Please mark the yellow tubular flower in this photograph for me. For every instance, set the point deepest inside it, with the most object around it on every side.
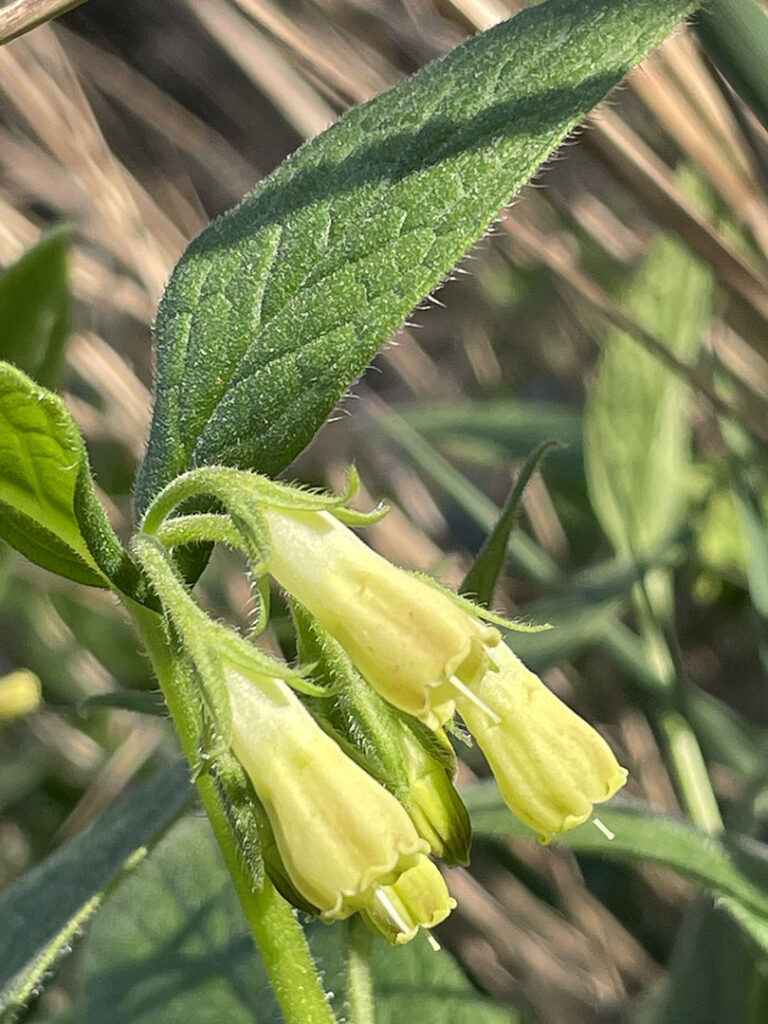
(413, 644)
(550, 765)
(419, 899)
(340, 835)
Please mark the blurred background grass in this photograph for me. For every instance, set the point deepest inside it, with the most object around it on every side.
(135, 124)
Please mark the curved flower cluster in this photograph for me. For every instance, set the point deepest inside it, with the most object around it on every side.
(428, 655)
(349, 837)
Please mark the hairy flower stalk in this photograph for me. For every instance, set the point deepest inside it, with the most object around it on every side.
(412, 643)
(340, 835)
(551, 766)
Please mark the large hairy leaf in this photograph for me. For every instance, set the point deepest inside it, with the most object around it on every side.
(276, 307)
(171, 945)
(44, 911)
(48, 507)
(35, 309)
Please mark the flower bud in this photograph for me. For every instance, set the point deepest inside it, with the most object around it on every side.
(551, 766)
(410, 640)
(19, 694)
(419, 899)
(339, 834)
(431, 800)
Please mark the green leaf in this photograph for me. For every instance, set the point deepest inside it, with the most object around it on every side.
(47, 908)
(35, 309)
(48, 508)
(731, 866)
(171, 945)
(479, 583)
(276, 307)
(636, 427)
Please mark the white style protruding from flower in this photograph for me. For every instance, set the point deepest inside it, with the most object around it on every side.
(341, 836)
(418, 900)
(412, 643)
(551, 766)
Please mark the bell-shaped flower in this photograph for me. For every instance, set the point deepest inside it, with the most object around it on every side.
(414, 644)
(551, 766)
(340, 835)
(419, 899)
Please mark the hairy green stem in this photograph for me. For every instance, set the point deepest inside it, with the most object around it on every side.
(359, 987)
(276, 932)
(682, 743)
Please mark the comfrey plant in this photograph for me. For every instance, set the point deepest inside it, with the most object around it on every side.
(329, 784)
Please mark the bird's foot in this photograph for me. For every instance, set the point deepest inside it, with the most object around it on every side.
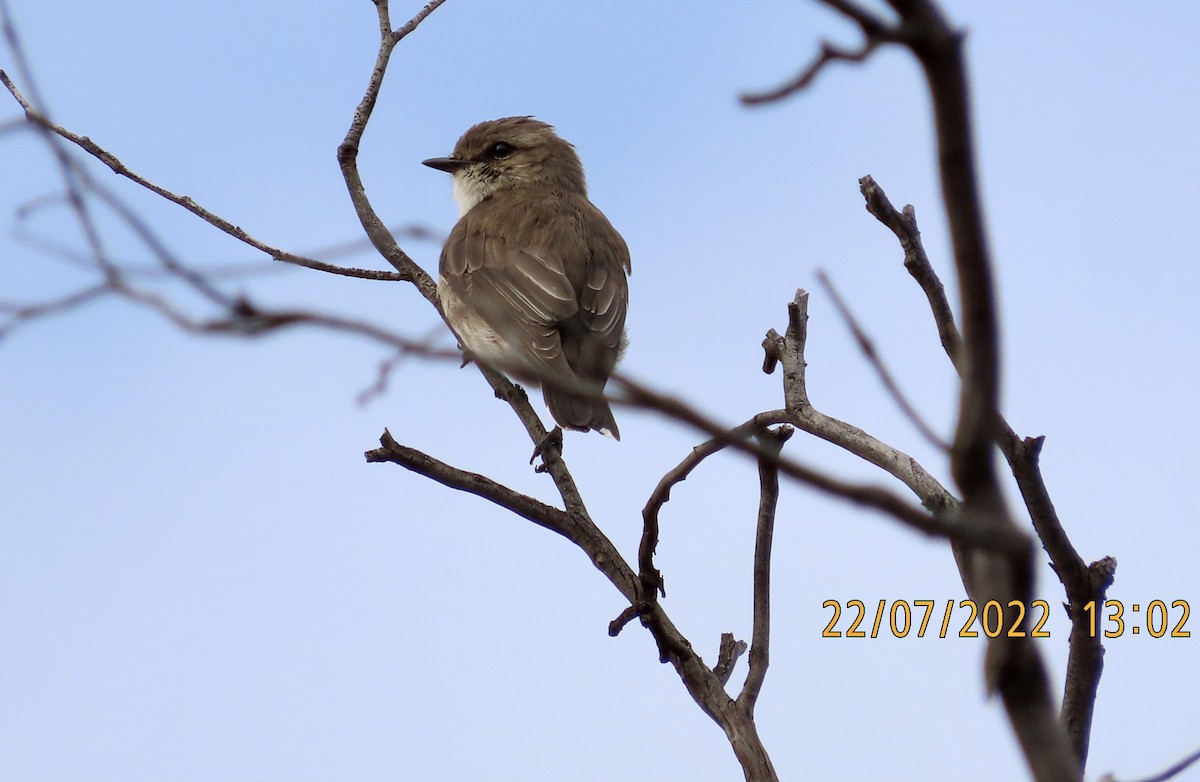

--- --- ---

* [THE PROBLEM]
Leave every image out, and retype the material exactly.

* [ANSWER TO THE PROBLEM]
Please mark the yellow tubular flower in this photograph for me. For every instance, set the point deepest inside it, with the most object around it on every side.
(413, 644)
(550, 765)
(419, 899)
(340, 835)
Please mark the blurred background grass in this photograph for me. For every instance, set the point deepest inside it, with the most object around it on every side.
(135, 124)
Please mark the curved flower cluster in this photograph for me. For every instance, set the point deepest inside it, with the most object around it on every side.
(428, 655)
(349, 837)
Please mark the hairy flower stalk in this photograph for me. For every instance, set the point deepest inside it, with the most object around it on every side.
(412, 643)
(340, 835)
(551, 766)
Please mark the large hairy leaf in this photograph for me. For every instance, set the point deepest inside it, with the most object around it on every side.
(276, 307)
(171, 945)
(44, 911)
(48, 507)
(35, 309)
Please mark the flower bud in this photograph for me. For every instance, set the point deepest inside it, with the most object around it on every side.
(551, 766)
(410, 640)
(19, 694)
(419, 899)
(339, 834)
(431, 800)
Please mark the green leaf in this photograph for me. For every instance, set the point deepest inside it, with the most object around it on every side.
(47, 908)
(35, 309)
(48, 508)
(731, 866)
(171, 945)
(479, 583)
(276, 307)
(636, 427)
Please mark the white style protruding from flower in this photograph for me. For every instance, set the point deepest inside it, with the most object around it on every side.
(341, 836)
(418, 900)
(412, 643)
(551, 766)
Please mark the bell-shaped flower in this photograph for me. For every instance, set the point deepest inside it, with the most object around it on every side.
(414, 644)
(551, 766)
(340, 835)
(419, 899)
Please mark the hairy green stem in this photograph for me. For every instance, set the point deepest inside it, with the most object around it on every side.
(359, 987)
(276, 932)
(682, 743)
Please mark the comfrey plant in this photograph for me. For every instance, set the point deepest inside it, with the most object around it on every side.
(329, 784)
Please mark the bird's foot in this photograph for me. For every instance, set the point deepest inside it, with the most object around it on every side.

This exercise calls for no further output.